━━━ DOCUMENT SEGMENT

For Algiers, this has remained the case, even after the resignation of President Bouteflika. The emergence of a new ruling elite appears to have changed nothing regarding the nature of Algiers’ relationship with the Gulf countries. Most notably, Algeria’s staunch pro-Palestinian stance stands against the recent Arab-Israeli rapprochement, such as the signing of the Abraham Accords between the U.S., UAE, and Israel. Backed by the pro-Palestinian Algerian public, the Algerian rulership is unlikely to change its position anytime soon. This may explain partly why Morocco enjoys the support of GCC states over the Western Sahara issue.

Indeed, the GCC states’ support for Morocco regarding the Western Sahara is not a new approach. For the Gulf countries, there is more than one driving factor pushing them to support Rabat over this matter. The GCC states, Saudi Arabia in particular, back Morocco in the Western Sahara issue for a number of reasons. First, the GCC-Morocco bond has always remained strong, solidified by their mutual need to protect the institution of monarchy. Second, countries like Saudi Arabia have remained wary of the Polisario, which has received support from what is considered the enemies of the Kingdom such as the Gaddafi regime. This also complements the fact that Morocco has aligned itself with western nations and other friends of Saudi Arabia. Third, Saudi Arabia and the UAE also seek to protect their investments in the Western Sahara territory by strengthening Morocco’s position in the territory. All these reasons make it attractive for Morocco to back the Abraham Accords, not to mention how it secured its own interest in the U.S. recognizing its sovereignty over the Western Sahara.

Algeria is naturally at odds with the GCC on many of these points. It is not a monarchy, and it is not financially dependent on the GCC. It remains hostile to Morocco and has long backed the Polisario Front. Add to that the pro-Palestinian stance not only of the Algerian leadership but the Algerian public as well. These issues place Algeria at odds with GCC interests.

Algeria views GCC support for Morocco as at odds with its own interests and stability, due to all the aforementioned issues. Algeria is unlikely to become overtly hostile to the GCC, but at the same time, there are too many conflicting interests for it to foster closer relations with the Gulf countries anytime soon.

━━━━━━
━━━ AVAILABLE DATA

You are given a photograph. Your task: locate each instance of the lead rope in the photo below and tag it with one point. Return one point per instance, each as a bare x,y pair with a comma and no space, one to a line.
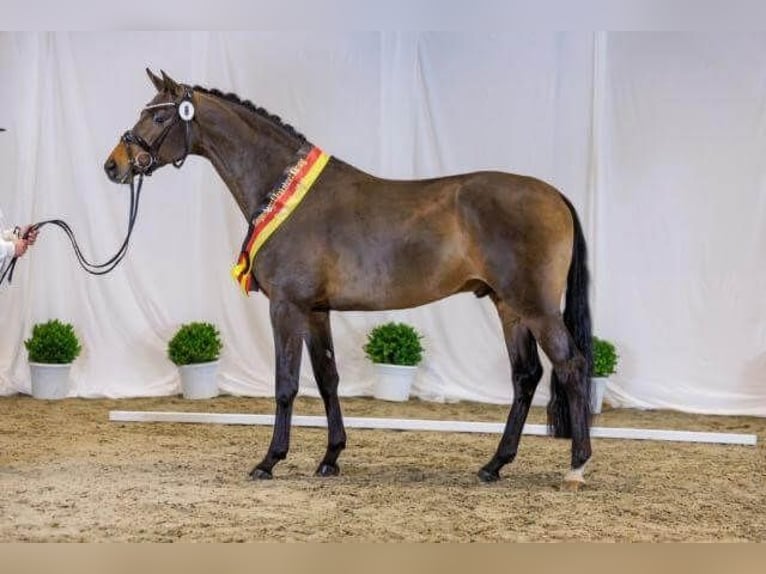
92,268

━━━━━━

WORK TO BE COMPLETED
Answer these questions from the passage on Algeria and the Gulf states.
1. Which agreement signed by the U.S., UAE, and Israel does the passage name?
2. What mutual need has solidified the GCC-Morocco bond?
3. Which group has Algeria long backed?

RESPONSE BELOW
1. The Abraham Accords.
2. The need to protect the institution of monarchy.
3. The Polisario Front.